JOBS:
(1) According to the equity plans passage, why did the Equity Plan of 2004 end on May 1, 2014?
(2) In the equity plans passage, rewrite the stretch from "The Equity Plan of 2004, effective" through "May 1, 2014.", swapping "8,000,000" for "7,500,000".
(3) In the equity plans passage, how many shares of common stock are reserved under the Equity Incentive Plan of 2007?

DOCUMENT:
The Equity Plan of 2004, effective May 1, 2004, authorizes the grant of non-qualified and incentive stock options, stock appreciation rights, restricted stock and other stock awards. A maximum of 8,000,000 shares of common stock was reserved for potential issuance pursuant to awards under the Equity Plan of 2004. The Equity Plan of 2004 continued in effect for a period of 10 years from its effective date. The plan terminated on May 1, 2014.

 

The Equity Incentive Plan of 2007, effective June 20, 2007, authorizes the grant of non-qualified and incentive stock options, stock appreciation rights, restricted stock and other stock awards. A maximum of 9,000,000 shares of common stock is reserved for potential issuance pursuant to awards under the Equity Incentive Plan of 2007. Unless sooner terminated, the Equity Incentive Plan of 2007 will continue in effect for a period of 10 years from its effective date.

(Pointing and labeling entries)
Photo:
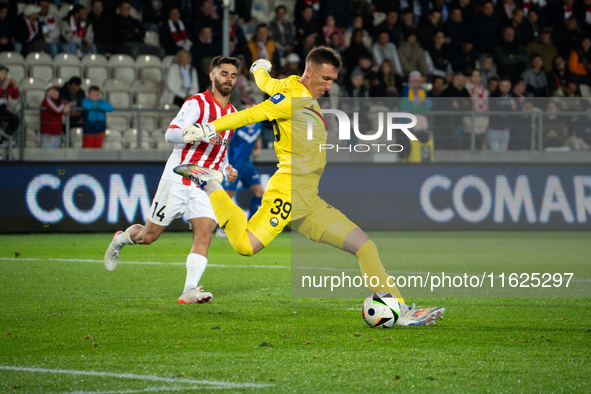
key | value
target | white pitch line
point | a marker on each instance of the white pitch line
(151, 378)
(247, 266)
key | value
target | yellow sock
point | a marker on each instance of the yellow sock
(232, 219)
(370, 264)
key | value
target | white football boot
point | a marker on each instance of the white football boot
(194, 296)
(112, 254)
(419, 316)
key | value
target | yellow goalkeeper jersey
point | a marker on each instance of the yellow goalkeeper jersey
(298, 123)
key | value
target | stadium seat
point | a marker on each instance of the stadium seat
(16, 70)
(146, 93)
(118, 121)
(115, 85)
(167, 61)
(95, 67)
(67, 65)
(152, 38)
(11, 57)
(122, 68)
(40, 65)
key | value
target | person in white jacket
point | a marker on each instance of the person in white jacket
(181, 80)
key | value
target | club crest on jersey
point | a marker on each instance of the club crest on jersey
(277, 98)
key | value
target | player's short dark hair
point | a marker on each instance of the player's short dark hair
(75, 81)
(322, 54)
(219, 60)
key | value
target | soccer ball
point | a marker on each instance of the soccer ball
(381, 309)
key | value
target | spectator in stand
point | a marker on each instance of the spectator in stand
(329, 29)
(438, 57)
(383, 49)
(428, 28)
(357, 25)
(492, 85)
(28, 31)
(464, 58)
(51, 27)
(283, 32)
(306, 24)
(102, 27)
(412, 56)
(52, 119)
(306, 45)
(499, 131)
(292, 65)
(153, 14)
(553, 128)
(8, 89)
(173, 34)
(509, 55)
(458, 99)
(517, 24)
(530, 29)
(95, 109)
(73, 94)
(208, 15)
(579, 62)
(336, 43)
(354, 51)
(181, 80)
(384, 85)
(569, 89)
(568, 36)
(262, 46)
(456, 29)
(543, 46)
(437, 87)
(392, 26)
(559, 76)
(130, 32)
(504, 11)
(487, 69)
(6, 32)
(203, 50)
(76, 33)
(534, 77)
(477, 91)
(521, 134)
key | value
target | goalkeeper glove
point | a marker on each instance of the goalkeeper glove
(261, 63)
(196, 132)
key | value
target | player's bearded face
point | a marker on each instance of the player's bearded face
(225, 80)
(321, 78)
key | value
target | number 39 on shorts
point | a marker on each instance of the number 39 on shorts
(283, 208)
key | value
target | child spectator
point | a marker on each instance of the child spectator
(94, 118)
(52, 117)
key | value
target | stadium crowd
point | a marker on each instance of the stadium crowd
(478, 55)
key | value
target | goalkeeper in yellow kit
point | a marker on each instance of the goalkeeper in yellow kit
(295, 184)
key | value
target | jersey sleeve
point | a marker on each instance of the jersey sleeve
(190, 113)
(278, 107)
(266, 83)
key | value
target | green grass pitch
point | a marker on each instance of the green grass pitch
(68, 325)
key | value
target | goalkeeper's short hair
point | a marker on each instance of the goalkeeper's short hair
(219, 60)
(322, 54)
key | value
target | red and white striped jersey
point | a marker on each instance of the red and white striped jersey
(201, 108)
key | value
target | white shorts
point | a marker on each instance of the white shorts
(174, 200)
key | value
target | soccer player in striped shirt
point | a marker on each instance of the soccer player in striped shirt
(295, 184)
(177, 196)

WORKED SOLUTIONS:
(1) The plan was set to continue in effect for 10 years from its effective date of May 1, 2004, so it terminated ten years later, on May 1, 2014.

(2)
The Equity Plan of 2004, effective May 1, 2004, authorizes the grant of non-qualified and incentive stock options, stock appreciation rights, restricted stock and other stock awards. A maximum of 7,500,000 shares of common stock was reserved for potential issuance pursuant to awards under the Equity Plan of 2004. The Equity Plan of 2004 continued in effect for a period of 10 years from its effective date. The plan terminated on May 1, 2014.

(3) A maximum of 9,000,000 shares.